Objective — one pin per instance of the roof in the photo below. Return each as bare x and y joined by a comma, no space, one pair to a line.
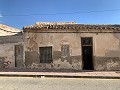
7,30
49,26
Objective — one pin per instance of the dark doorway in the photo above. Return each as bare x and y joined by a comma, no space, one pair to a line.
87,53
19,55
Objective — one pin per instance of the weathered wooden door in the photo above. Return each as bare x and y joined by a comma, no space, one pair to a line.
19,55
87,53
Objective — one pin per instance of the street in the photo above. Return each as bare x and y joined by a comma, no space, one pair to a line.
30,83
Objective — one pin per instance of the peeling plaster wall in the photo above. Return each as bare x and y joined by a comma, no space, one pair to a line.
106,50
35,40
7,54
7,51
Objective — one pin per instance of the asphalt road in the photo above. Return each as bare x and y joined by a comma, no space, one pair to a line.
29,83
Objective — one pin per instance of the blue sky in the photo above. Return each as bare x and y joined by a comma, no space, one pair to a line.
19,13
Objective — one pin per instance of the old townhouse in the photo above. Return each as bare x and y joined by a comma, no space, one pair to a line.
71,46
11,48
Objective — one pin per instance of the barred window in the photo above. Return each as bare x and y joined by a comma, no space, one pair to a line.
45,54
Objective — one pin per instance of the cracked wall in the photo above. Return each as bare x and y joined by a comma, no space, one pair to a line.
35,40
7,51
106,50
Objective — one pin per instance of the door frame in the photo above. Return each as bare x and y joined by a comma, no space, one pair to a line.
82,53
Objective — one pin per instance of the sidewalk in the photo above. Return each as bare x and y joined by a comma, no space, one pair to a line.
67,74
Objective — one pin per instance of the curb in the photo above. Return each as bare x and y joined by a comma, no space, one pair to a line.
58,76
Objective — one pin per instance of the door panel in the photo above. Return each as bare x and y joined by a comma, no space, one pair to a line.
18,55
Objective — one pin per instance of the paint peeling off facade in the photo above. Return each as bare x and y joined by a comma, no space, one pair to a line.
60,46
71,46
11,48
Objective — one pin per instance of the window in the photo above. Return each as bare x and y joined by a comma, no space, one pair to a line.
45,54
65,52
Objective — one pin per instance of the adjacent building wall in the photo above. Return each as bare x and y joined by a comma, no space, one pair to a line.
7,51
106,50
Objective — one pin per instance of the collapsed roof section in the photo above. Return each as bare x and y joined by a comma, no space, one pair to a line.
7,31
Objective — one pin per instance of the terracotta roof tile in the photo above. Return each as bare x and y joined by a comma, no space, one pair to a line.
70,25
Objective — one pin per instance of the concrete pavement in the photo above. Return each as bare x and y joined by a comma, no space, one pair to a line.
69,74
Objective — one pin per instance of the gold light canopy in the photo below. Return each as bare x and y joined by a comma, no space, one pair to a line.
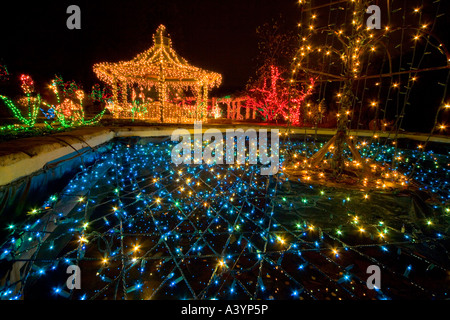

• **To do**
Pull out each line in the data above that contains the string "wall", copying those lines in full. Treat uppercase and lowercase as different.

• **The solution**
Objective — one pin per instance of the peeling plaster wall in the photo above. Return each as bare x and y joined by a comma, no space, one pair to a line.
Objective — one pin per instance of the cracked wall in the photo above. Return each as bare x and y joined by a comma, no space, one pair to a line.
Objective — one pin per instance of the adjacent building wall in the photo above. Return each as bare x and y joined by a comma, no space, one pair to a line.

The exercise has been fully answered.